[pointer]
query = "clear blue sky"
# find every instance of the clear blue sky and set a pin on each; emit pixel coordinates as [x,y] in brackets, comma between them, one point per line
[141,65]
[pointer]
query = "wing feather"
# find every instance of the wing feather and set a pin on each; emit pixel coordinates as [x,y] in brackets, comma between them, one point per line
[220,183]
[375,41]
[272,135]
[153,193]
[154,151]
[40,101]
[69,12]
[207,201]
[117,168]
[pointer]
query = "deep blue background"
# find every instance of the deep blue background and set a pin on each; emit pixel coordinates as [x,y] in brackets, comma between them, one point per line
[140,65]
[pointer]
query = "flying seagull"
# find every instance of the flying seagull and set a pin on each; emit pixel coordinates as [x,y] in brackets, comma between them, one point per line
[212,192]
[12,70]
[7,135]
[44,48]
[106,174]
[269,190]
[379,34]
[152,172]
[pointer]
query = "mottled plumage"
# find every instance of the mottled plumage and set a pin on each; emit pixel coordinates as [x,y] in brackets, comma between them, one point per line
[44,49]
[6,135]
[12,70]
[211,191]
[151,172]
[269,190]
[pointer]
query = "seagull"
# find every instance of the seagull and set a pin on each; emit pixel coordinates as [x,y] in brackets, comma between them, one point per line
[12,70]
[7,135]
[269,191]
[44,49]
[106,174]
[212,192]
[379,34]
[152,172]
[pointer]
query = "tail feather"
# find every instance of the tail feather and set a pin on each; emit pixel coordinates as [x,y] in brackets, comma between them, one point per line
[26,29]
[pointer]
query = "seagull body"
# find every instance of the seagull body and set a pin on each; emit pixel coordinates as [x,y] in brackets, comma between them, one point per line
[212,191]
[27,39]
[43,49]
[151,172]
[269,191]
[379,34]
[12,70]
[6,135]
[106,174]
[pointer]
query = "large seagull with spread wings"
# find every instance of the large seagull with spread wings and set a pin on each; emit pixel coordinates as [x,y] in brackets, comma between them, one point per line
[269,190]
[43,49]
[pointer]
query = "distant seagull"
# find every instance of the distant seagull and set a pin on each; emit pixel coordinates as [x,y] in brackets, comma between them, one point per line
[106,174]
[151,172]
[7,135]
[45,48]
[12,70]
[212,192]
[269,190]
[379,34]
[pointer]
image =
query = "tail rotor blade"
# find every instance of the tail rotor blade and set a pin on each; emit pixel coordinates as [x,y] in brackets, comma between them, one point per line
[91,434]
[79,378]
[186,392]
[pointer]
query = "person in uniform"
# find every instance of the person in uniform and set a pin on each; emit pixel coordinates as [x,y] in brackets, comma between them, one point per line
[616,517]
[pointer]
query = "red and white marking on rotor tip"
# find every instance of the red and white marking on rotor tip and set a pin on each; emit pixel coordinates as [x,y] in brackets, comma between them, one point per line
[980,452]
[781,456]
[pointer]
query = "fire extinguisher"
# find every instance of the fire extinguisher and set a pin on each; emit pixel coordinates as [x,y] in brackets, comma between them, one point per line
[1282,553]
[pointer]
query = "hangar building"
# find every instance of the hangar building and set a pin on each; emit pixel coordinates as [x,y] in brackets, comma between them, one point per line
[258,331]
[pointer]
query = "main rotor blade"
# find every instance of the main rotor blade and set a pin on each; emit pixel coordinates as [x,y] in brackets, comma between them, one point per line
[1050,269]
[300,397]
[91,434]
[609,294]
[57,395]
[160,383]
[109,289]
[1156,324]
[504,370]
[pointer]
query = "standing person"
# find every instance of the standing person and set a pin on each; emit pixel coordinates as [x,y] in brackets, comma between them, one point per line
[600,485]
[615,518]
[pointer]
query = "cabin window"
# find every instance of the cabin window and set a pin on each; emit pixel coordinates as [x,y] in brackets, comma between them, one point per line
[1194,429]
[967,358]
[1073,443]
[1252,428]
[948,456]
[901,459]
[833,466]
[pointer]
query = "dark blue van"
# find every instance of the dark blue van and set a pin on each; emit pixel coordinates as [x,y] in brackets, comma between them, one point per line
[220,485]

○ ○ ○ ○ ○ ○ ○

_PROBLEM TO SOLVE_. Above are some records; repeat all of them exactly.

_ANSWER TO THIS PROBLEM_.
[pointer]
query = "clear blue sky"
# find every instance of the clear blue sky and set a pin on each; emit pixel coordinates as [x,y] in brackets, comma between them, one point per line
[141,65]
[pointer]
query = "wing feather"
# find every instance of the wing feather and set a pin on each; emit pixel coordinates as [x,y] in brackets, comma between them, one point per line
[220,183]
[375,41]
[272,135]
[153,193]
[154,151]
[40,101]
[69,12]
[207,201]
[117,168]
[pointer]
query = "deep blue background"
# find every instance of the deep blue background and set a pin on each; emit pixel coordinates as [x,y] in brackets, comma between them, one point per line
[140,65]
[pointer]
query = "flying seagull"
# find every instance of the flying seagull and set a pin on each; emit pixel coordinates as [x,y] in brackets, comma between them, one point per line
[212,192]
[12,70]
[7,135]
[44,48]
[106,174]
[269,190]
[379,34]
[152,172]
[pointer]
query = "mottled plumage"
# find every instance of the mottled plumage and set a pin on each; emit pixel coordinates as [x,y] in brackets, comma between them, one point per line
[44,49]
[6,135]
[12,70]
[211,191]
[151,172]
[269,190]
[pointer]
query = "seagull"
# find every instance of the seagull and set a pin on each; emit pixel coordinates as [x,y] in brackets, comma between them, one point per line
[12,70]
[7,135]
[269,191]
[44,49]
[106,174]
[212,192]
[379,34]
[152,172]
[pointer]
query = "tail feather"
# find every instance of the tail feather and set a pin on each; emit pixel coordinates as [x,y] in brackets, comma between them, one point per line
[26,29]
[pointer]
query = "seagull body"
# find every instance of the seagull body and set a pin on each; emit pixel coordinates as [x,y] in brackets, comma between them, one point per line
[212,191]
[27,39]
[43,49]
[151,172]
[269,191]
[379,34]
[12,70]
[6,135]
[106,174]
[pointer]
query = "large seagull with spread wings"
# find every instance of the large seagull with spread wings and set a pin on each; emit pixel coordinates as [x,y] in brackets, comma between them, one point per line
[269,190]
[43,49]
[pointer]
query = "distant seagull"
# find every instance of the distant seagull and set a pin on each; emit pixel coordinates as [x,y] in brackets, comma between them, one point per line
[106,174]
[151,172]
[7,135]
[45,48]
[12,70]
[212,192]
[269,190]
[379,34]
[pointer]
image =
query = "tail rotor blade"
# find every instance of the tail rotor blade and set a pin on each; emit pixel coordinates as [x,y] in brackets, comma between them, one point per line
[91,434]
[79,378]
[186,392]
[pointer]
query = "person in uniform"
# find every instance of the person in uniform and set a pin on each; emit pixel coordinates as [x,y] in brackets, comma between them, one point per line
[616,517]
[pointer]
query = "red and white marking on rotor tip"
# find every instance of the red and white marking on rotor tip and set a pin on each; emit pixel coordinates as [x,y] in brackets, comma between them, one point per line
[980,452]
[781,456]
[pointer]
query = "fire extinguisher"
# find every instance of the fire extinguisher and set a pin on each; emit pixel coordinates as [x,y] in brackets, comma between them, one point per line
[1282,553]
[pointer]
query = "hangar building"
# find every instance of the hangar building and set a pin on each; emit pixel coordinates as [x,y] in brackets, comma between them, one point per line
[258,331]
[pointer]
query = "main rotor blade"
# find every instance of the main rotor blade and set a pin on each; emit pixel coordinates as [x,y] in brackets, comma between them, one point per line
[1050,269]
[300,397]
[91,434]
[609,294]
[57,395]
[160,383]
[109,289]
[1156,324]
[504,370]
[pointer]
query = "standing person"
# find every instance of the standing person and set a pin on each; emit pixel coordinates as [x,y] in brackets, comma between them, one point per line
[600,485]
[615,518]
[pointer]
query = "cabin window"
# find every instance of the cabin window and set a pin on each; emit pixel coordinates as [x,y] in brackets, comma between them, one point per line
[1194,429]
[967,358]
[1073,443]
[1252,428]
[948,456]
[901,459]
[833,466]
[pointer]
query = "dark blue van"
# find every instance of the dark blue van and set a pin on each; emit pixel coordinates as [x,y] in brackets, comma between them, one point per line
[220,485]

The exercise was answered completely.